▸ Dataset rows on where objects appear
** BEGIN **

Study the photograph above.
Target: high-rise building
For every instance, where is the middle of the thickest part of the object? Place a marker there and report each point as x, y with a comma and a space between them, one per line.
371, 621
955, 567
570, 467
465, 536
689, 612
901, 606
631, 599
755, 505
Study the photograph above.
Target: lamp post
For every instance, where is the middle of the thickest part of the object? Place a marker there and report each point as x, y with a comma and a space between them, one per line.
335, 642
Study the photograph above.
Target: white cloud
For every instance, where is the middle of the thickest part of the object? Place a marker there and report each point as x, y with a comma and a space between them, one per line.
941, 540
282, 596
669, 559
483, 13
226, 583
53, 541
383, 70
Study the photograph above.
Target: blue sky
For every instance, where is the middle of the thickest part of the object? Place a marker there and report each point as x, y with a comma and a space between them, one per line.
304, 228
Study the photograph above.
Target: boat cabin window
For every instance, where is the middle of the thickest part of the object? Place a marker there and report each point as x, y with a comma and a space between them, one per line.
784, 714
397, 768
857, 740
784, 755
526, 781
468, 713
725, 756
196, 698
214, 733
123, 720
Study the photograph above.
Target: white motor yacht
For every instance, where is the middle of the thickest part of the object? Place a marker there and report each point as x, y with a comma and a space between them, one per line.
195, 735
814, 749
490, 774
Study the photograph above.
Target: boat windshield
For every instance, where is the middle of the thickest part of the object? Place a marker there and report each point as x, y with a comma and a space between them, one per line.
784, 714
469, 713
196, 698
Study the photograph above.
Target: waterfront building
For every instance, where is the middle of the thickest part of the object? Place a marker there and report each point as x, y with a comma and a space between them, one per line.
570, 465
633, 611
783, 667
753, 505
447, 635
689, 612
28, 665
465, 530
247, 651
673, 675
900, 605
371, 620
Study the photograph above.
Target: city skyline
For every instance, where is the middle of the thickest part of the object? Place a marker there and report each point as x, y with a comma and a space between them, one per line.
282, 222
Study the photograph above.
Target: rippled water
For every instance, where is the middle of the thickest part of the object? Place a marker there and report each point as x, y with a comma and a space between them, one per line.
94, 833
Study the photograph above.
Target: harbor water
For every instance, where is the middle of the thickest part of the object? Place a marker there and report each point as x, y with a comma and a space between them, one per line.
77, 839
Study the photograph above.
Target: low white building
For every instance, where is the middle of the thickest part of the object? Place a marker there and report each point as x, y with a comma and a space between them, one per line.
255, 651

** END **

▸ REQUEST
Restate every line of the data word for word.

▸ ANSWER BELOW
Study the photograph above.
Target: high-rise building
For every instance, where is the middle of the thickest part of the object? Place a marker there and report each point as x, y with a comma and a space between them, one per line.
371, 621
955, 567
570, 467
465, 536
689, 612
901, 606
631, 599
755, 505
Study the photograph above.
Target: lamp post
For every instance, where is the middle of the thickest part of the object? Place a marker there and report each point as x, y with a comma and a space between them, one per line.
335, 642
Study the photograph above.
Target: white cloud
For every instance, where is the middle of the thickest part of the object? Place a marker there and report each point as x, y with a comma and a space between them, one per line.
941, 540
282, 596
669, 559
483, 13
226, 583
53, 541
383, 70
Study the photograph above.
Target: blue sky
For every instance, where is the middle of the thickest part of the object? Place a marker there and report each point as x, y with a comma and a space between them, one per line.
304, 228
Study the photograph above.
Target: boat cabin window
For every instance, where is the middle of the thickest part of the object? Place a marker there and report each point as x, y with a comma and a space between them, one per line.
784, 714
397, 768
857, 740
784, 755
526, 781
468, 713
725, 756
196, 698
214, 733
123, 720
Study the photograph above.
Target: white motor yacht
For every instance, where is the middle of the thickest part of the object? Place a marker there and report each point as x, y with a comma and a space between them, one per line.
195, 735
814, 749
490, 774
Study the photograph above.
Target: boat windshield
For every instance, where is the middle of the thickest part of the object? Place a marker there and report each point as x, y with a comma and a space between them, one per line.
784, 714
469, 713
196, 698
Study the photograph above.
Target: waterfront building
For every instance, where is the middle of the thickest part of the object? Place a marker there and report each point as x, y with a comma and a space between them, one per line.
570, 465
633, 611
783, 667
753, 505
447, 635
689, 612
28, 665
465, 530
247, 651
673, 675
900, 605
371, 620
Study the photograph above.
Target: city skyline
For every instance, where is the middle of the thickest part of the object? Place a marker there and report each point as x, y with a comma and a space between them, one per line.
282, 222
Study the photograph above.
Target: rippled water
For every instance, where is the middle of the thickest part of the object? Place a marker there and report each point as x, y with a comma and a space between them, one per line.
94, 833
Study the photograph above.
Target: harbor water
For every instance, where is the middle of the thickest part of the object? Place a marker there and report each point as x, y with a comma and a space between them, one per line.
77, 839
Study the photograph above.
Target: low white building
For every instance, where is the middle of the thickest part of the object? Place a marker there and report each point as x, y with a comma and a space between them, one per line.
255, 651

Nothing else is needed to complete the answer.